(begin)

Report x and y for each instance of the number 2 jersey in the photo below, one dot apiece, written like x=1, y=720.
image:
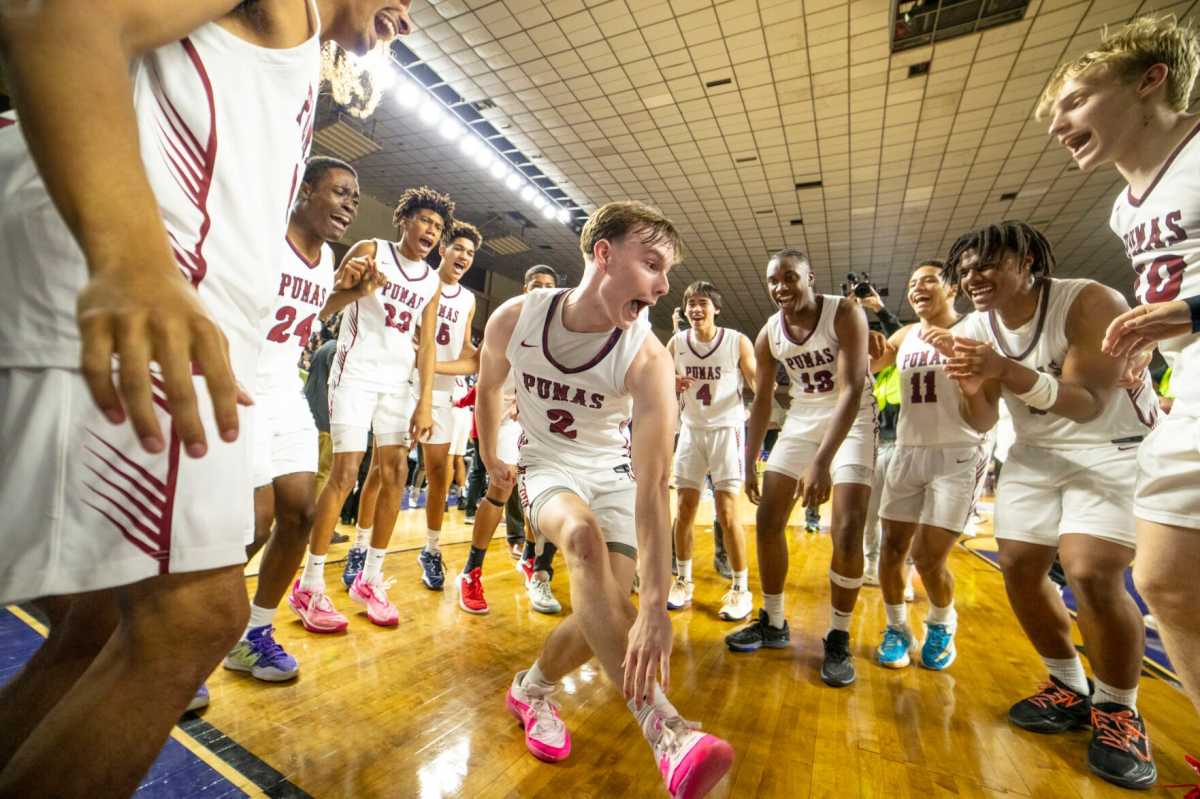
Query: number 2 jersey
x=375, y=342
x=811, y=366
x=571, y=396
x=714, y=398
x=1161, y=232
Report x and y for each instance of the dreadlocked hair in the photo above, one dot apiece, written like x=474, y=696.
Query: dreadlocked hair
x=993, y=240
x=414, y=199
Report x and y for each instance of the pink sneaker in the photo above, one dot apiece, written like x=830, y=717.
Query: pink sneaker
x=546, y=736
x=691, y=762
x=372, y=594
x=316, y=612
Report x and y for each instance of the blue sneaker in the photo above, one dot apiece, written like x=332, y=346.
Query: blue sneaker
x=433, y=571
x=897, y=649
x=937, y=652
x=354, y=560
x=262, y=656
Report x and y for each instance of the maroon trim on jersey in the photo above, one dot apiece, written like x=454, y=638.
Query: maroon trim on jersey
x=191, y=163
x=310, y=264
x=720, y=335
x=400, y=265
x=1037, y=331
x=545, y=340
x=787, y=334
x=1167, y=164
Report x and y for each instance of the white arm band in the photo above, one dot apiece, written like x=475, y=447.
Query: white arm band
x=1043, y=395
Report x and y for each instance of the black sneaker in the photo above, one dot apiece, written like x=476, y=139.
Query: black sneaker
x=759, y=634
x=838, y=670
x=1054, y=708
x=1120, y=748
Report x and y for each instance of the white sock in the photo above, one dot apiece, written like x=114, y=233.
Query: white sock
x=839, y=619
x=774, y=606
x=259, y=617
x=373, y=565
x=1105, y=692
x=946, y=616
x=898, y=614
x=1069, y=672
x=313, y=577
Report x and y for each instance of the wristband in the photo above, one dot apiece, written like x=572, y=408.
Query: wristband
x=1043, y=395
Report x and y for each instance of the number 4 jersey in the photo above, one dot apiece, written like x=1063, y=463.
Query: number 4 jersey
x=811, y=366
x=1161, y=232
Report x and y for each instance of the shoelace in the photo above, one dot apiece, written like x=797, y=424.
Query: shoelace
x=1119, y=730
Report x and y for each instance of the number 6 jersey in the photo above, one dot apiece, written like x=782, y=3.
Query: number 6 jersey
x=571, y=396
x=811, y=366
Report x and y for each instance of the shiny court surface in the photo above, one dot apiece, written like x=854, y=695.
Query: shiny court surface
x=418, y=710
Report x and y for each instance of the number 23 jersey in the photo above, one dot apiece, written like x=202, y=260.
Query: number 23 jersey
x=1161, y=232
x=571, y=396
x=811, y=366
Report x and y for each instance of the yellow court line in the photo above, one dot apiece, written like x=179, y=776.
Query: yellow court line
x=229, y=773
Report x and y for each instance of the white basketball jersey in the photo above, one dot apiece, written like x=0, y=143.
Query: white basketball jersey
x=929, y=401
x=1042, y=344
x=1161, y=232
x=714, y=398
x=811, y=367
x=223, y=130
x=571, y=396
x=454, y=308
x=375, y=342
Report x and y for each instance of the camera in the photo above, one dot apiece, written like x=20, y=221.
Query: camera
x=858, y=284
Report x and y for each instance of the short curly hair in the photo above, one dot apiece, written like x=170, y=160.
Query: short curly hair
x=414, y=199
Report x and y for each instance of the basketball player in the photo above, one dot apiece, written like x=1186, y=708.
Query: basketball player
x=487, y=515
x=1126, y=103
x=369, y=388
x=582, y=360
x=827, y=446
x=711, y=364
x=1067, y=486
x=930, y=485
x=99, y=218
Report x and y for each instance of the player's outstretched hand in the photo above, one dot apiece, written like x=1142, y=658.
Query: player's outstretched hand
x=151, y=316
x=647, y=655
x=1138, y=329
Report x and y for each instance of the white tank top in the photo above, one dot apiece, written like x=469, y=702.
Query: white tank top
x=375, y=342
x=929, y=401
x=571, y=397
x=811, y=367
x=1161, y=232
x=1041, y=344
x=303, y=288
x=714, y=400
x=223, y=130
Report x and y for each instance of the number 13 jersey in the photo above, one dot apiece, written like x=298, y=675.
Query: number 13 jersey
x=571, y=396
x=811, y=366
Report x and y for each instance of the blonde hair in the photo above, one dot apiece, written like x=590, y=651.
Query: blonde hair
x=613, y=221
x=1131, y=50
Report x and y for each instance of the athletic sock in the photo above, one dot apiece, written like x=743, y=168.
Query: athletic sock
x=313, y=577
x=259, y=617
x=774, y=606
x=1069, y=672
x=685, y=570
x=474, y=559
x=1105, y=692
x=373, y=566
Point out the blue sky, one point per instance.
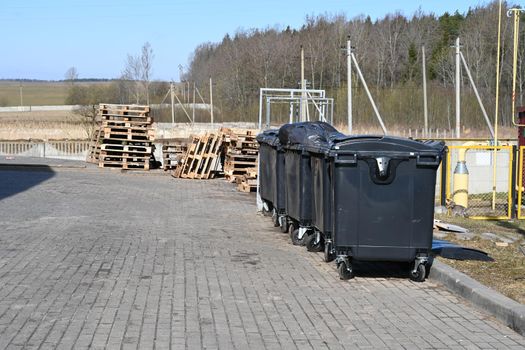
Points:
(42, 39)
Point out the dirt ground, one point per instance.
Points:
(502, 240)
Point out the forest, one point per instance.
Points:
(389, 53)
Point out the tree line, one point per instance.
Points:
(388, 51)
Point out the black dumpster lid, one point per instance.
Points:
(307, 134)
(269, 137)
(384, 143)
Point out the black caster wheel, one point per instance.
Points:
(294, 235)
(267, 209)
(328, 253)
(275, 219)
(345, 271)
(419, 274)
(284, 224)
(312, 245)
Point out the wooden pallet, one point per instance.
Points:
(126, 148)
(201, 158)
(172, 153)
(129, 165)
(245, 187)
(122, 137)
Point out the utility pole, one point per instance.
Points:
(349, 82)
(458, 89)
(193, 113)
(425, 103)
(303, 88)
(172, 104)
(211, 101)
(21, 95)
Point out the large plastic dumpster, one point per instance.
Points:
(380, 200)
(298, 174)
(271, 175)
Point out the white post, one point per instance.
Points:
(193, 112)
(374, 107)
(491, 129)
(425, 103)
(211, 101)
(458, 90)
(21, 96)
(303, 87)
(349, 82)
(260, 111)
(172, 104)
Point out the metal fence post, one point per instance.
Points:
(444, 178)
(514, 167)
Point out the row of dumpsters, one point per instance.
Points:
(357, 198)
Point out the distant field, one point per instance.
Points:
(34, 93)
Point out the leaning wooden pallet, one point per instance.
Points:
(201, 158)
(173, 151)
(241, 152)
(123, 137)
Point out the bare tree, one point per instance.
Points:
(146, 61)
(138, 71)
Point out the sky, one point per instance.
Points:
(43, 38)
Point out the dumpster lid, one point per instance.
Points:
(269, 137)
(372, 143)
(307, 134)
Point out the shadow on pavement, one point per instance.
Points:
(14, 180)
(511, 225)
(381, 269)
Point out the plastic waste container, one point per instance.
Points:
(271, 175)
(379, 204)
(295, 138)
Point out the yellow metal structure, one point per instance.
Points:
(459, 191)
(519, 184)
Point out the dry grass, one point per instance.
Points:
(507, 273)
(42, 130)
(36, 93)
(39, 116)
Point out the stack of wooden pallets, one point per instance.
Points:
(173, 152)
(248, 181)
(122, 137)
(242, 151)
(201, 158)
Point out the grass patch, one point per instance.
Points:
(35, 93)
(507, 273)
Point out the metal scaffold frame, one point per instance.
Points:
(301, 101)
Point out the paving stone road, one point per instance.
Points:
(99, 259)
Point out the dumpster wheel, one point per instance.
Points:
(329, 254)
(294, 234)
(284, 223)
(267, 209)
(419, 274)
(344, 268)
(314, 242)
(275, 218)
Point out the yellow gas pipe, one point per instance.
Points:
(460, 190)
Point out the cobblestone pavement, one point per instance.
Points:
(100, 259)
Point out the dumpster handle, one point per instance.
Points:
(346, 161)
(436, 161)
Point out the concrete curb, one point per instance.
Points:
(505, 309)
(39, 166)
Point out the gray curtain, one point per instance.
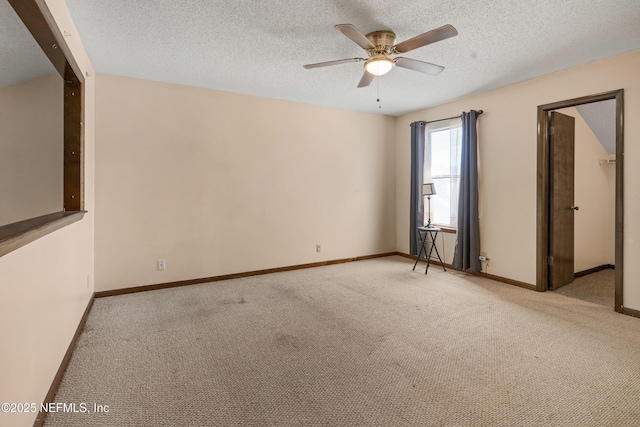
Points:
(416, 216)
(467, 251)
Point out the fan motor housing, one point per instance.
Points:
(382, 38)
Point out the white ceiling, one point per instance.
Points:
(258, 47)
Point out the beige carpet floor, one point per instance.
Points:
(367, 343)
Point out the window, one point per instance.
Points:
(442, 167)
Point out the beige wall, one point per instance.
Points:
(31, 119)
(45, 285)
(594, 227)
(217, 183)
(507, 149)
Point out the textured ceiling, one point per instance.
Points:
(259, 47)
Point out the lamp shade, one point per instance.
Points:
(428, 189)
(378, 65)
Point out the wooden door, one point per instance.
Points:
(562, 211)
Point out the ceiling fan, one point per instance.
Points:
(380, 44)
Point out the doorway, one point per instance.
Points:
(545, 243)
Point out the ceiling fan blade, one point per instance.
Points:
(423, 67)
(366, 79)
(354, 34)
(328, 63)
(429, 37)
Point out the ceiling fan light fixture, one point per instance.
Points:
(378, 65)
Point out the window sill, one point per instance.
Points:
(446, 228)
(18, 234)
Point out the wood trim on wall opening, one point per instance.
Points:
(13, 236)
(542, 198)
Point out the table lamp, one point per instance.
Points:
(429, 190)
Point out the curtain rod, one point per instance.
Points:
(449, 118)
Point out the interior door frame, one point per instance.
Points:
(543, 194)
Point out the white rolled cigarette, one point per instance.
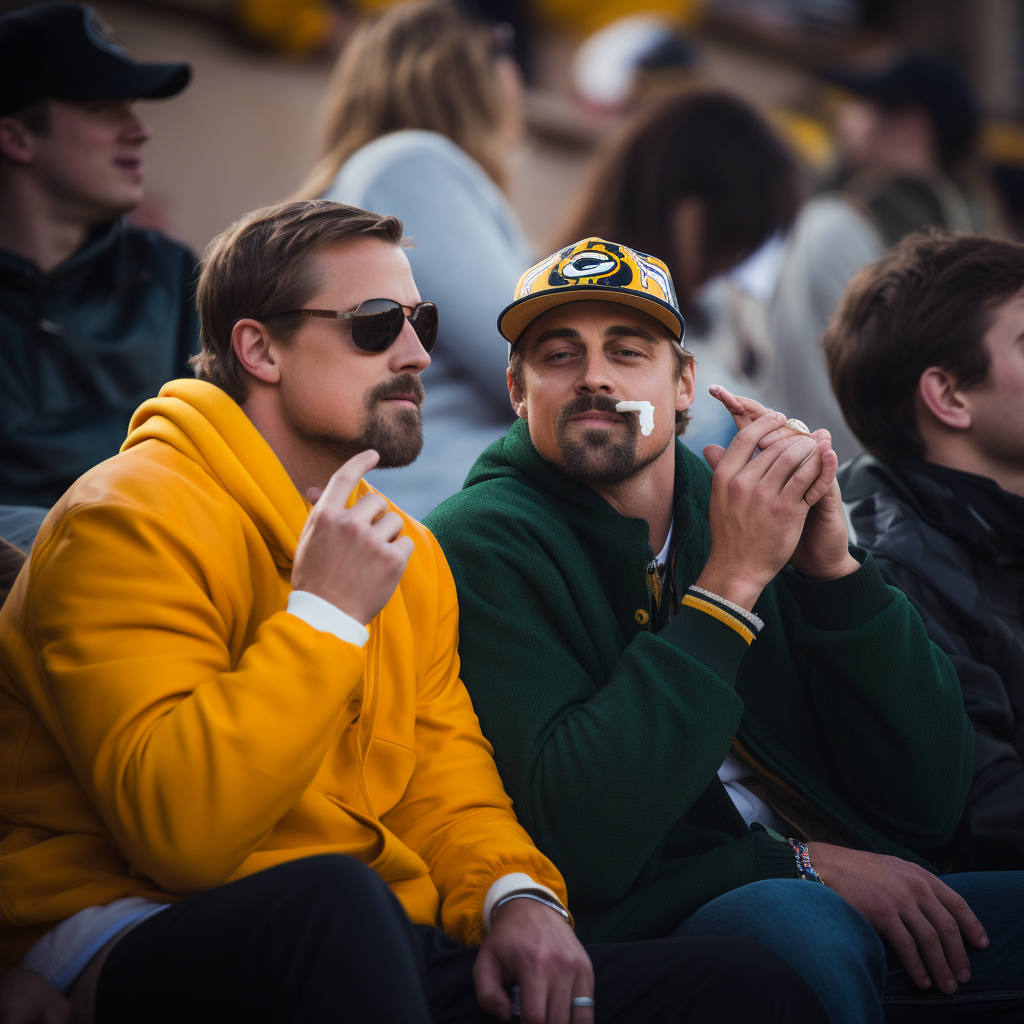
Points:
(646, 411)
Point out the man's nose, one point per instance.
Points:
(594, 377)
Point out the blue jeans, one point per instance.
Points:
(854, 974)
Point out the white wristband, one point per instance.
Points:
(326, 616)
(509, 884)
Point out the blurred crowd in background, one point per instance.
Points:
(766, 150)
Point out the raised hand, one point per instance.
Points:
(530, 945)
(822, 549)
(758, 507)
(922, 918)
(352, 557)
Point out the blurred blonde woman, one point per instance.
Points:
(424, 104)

(end)

**Instructions for the task**: Reproduce the material between the lines holding "Report x and y for each instance of the white sock" and "x=229, y=773", inclusive, with the requests kept unchanged. In every answer, add -70 to each x and y coordinate.

**Finished answer**:
Report x and y for each instance of the white sock in the photo above, one dot apiece, written like x=114, y=233.
Query: white sock
x=769, y=549
x=704, y=536
x=189, y=547
x=303, y=495
x=1035, y=622
x=876, y=546
x=828, y=544
x=999, y=602
x=243, y=507
Report x and y for each instance of the wristband in the photo above, one dot apiece, written like x=572, y=408.
Query: wristband
x=973, y=325
Report x and y for each instance of the number 4 jersey in the photo above, one dot apiece, written like x=1063, y=463.
Query: number 4 jersey
x=741, y=296
x=1091, y=162
Report x and y for each instance of the shoelace in the photo above, one dot apiece, written like x=797, y=424.
Query: shoelace
x=1049, y=660
Report x and y for each instance of the number 6 jersey in the photo above, one dot apiece, written like x=782, y=3.
Query: number 6 jersey
x=501, y=326
x=741, y=296
Report x and y for each instance of the shiny court surface in the photo above, one dot apiece, written like x=854, y=695.
Query: shiny court surface
x=348, y=640
Report x and y for each instance of the number 23 jersey in the photo above, one dot apiece, written like x=202, y=260.
Query: number 23 jersey
x=1091, y=162
x=501, y=326
x=741, y=296
Report x and y for each instance of the yellow court line in the photo above, one dot apiece, written like x=179, y=776.
Query: yellow court line
x=159, y=703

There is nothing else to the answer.